***** DATA EXCERPTS *****
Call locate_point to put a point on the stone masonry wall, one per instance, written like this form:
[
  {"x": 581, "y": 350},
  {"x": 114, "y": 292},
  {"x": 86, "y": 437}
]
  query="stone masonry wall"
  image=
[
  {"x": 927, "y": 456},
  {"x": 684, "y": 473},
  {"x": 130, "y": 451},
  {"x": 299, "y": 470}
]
*****
PROBLEM DETAILS: Rescale the material above by reproducing every line, requests included, with each x and y coordinate in the answers multiplied by 1.15 and rounded to a whole number, halves rounded up. Leave the numbers in the requests and their format samples unchanged.

WRITTEN ANSWER:
Call locate_point to put a point on the stone masonry wall, one per instance, written like this form:
[
  {"x": 581, "y": 350},
  {"x": 114, "y": 292},
  {"x": 86, "y": 437}
]
  query="stone masonry wall"
  image=
[
  {"x": 1066, "y": 524},
  {"x": 787, "y": 544},
  {"x": 150, "y": 519},
  {"x": 344, "y": 541}
]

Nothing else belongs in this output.